Prompt:
Reproduce every item below word for word, and leave the pictures out of your copy.
****
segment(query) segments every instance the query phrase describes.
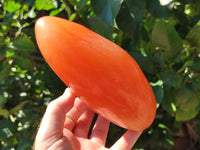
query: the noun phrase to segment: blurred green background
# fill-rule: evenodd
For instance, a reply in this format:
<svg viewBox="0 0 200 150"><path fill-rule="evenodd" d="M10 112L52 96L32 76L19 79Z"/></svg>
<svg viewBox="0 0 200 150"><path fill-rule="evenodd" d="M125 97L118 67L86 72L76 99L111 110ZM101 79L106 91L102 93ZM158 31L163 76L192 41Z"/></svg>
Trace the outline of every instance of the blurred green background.
<svg viewBox="0 0 200 150"><path fill-rule="evenodd" d="M90 28L138 62L158 108L136 150L200 149L199 0L0 0L0 149L32 149L47 104L66 88L35 41L45 15ZM123 132L112 124L107 146Z"/></svg>

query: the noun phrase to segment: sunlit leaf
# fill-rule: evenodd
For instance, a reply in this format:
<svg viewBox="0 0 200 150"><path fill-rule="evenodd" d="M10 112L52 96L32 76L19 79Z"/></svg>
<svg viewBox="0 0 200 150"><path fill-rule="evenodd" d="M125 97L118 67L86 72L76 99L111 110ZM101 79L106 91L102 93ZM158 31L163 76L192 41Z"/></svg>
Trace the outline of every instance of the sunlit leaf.
<svg viewBox="0 0 200 150"><path fill-rule="evenodd" d="M191 45L200 47L200 23L190 30L186 39L191 43Z"/></svg>
<svg viewBox="0 0 200 150"><path fill-rule="evenodd" d="M95 14L103 21L114 25L114 19L117 16L123 0L92 0L92 8Z"/></svg>
<svg viewBox="0 0 200 150"><path fill-rule="evenodd" d="M13 13L21 8L21 4L19 2L15 2L14 0L8 0L4 2L4 10L9 13Z"/></svg>
<svg viewBox="0 0 200 150"><path fill-rule="evenodd" d="M188 88L181 88L176 96L176 114L177 121L190 120L200 111L200 101L197 95Z"/></svg>
<svg viewBox="0 0 200 150"><path fill-rule="evenodd" d="M29 51L29 52L35 51L34 43L31 41L31 39L26 34L15 39L13 41L13 45L19 51L21 51L21 50L23 50L23 51L25 50L25 51Z"/></svg>
<svg viewBox="0 0 200 150"><path fill-rule="evenodd" d="M166 61L172 61L183 50L183 41L171 22L158 20L152 31L152 40L164 50Z"/></svg>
****
Expected output:
segment(query) segments every instance the query phrase describes.
query: the noun phrase to segment: blurred green background
# fill-rule: evenodd
For instance, a reply in this format:
<svg viewBox="0 0 200 150"><path fill-rule="evenodd" d="M10 112L52 96L32 76L19 79Z"/></svg>
<svg viewBox="0 0 200 150"><path fill-rule="evenodd" d="M125 97L118 67L86 72L76 99L111 110ZM101 79L106 91L102 93ZM158 31L163 76L192 41Z"/></svg>
Trace the outline of every instance of the blurred green background.
<svg viewBox="0 0 200 150"><path fill-rule="evenodd" d="M90 28L138 62L158 108L136 150L200 149L199 0L0 0L0 149L32 149L47 104L66 88L35 41L45 15ZM123 132L112 124L107 146Z"/></svg>

query: the noun phrase to segment: sunlit leaf
# fill-rule: evenodd
For instance, a reply in this format:
<svg viewBox="0 0 200 150"><path fill-rule="evenodd" d="M10 112L52 96L32 76L19 79Z"/></svg>
<svg viewBox="0 0 200 150"><path fill-rule="evenodd" d="M125 97L118 67L86 72L76 99L111 110ZM101 79L106 91L102 93ZM158 31L163 76L192 41Z"/></svg>
Trace the outline of every instance of the sunlit leaf.
<svg viewBox="0 0 200 150"><path fill-rule="evenodd" d="M191 45L200 47L200 23L190 30L186 39L191 43Z"/></svg>
<svg viewBox="0 0 200 150"><path fill-rule="evenodd" d="M95 14L103 21L114 25L114 19L117 16L123 0L92 0L92 8Z"/></svg>
<svg viewBox="0 0 200 150"><path fill-rule="evenodd" d="M13 13L21 8L21 4L19 2L15 2L14 0L8 0L4 2L4 10L9 13Z"/></svg>
<svg viewBox="0 0 200 150"><path fill-rule="evenodd" d="M188 88L181 88L176 96L176 114L177 121L190 120L200 111L200 101L197 95Z"/></svg>
<svg viewBox="0 0 200 150"><path fill-rule="evenodd" d="M29 51L29 52L35 51L34 43L31 41L31 39L26 34L15 39L13 41L13 45L19 51L21 51L21 50L23 50L23 51L25 50L25 51Z"/></svg>
<svg viewBox="0 0 200 150"><path fill-rule="evenodd" d="M166 61L172 61L183 50L183 41L171 22L158 20L152 31L152 40L164 50Z"/></svg>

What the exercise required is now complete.